◆ Named-object pointing records

▬▬▬

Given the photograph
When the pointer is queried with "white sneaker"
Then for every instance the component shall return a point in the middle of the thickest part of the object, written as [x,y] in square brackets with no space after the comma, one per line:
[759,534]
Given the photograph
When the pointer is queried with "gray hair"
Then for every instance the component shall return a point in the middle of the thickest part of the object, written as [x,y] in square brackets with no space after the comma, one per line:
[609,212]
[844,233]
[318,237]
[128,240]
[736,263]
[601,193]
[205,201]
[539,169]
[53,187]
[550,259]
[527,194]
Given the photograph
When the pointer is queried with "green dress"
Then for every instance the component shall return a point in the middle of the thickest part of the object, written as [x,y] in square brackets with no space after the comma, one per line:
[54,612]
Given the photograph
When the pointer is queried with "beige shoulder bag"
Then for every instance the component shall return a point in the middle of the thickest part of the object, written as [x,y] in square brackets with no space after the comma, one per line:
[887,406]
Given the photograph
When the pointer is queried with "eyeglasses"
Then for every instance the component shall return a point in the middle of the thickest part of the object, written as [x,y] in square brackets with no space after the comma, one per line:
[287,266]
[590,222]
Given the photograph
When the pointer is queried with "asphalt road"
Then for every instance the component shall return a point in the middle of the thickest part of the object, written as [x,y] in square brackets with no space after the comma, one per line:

▬▬▬

◆ GIVEN PROBLEM
Output the entries exactly.

◆ SOLUTION TO THIS PROBLEM
Given the photograph
When the pointer is queried with "white sneaker"
Then for every instance the component shall return a point in the middle of the thickest part of the object, written as [x,y] in square brackets with no space after the comma, one per line:
[759,534]
Given the photograph
When the pointer is queried with "gray hair"
Then for every instance the component shall return a point in the middle of the thickest part of the object, written as [x,y] in square brackets with no space after the comma, one per line:
[609,212]
[844,233]
[318,237]
[128,240]
[736,263]
[601,193]
[205,201]
[539,169]
[53,187]
[550,259]
[527,194]
Given the photograph
When the pointer is queried with "green dress"
Then for every instance the component shall return a point in the middle of the thickest part of the object, written as [x,y] in square brackets with no space after the comma, one per line:
[54,612]
Given the photograph
When the pointer is queried with "beige shoulder bag"
Then for every instance the component shall return a point in the middle of the thickest part of the object, written as [x,y] in square brackets with no space after the comma, one per line:
[887,406]
Given the photograph
When the pointer is queried with "eyeglasses"
Then for every instance the component shall return a point in the middle of the thickest part of the object, written as [x,y] in square brackets with no space after the comma, one per line:
[287,266]
[590,222]
Given the photograph
When the pointer is queried with "asphalt road"
Then for every instance the component shall return a point in the middle of the thickest part of the object, written as [x,y] in square brackets with no space after the comma, one per line:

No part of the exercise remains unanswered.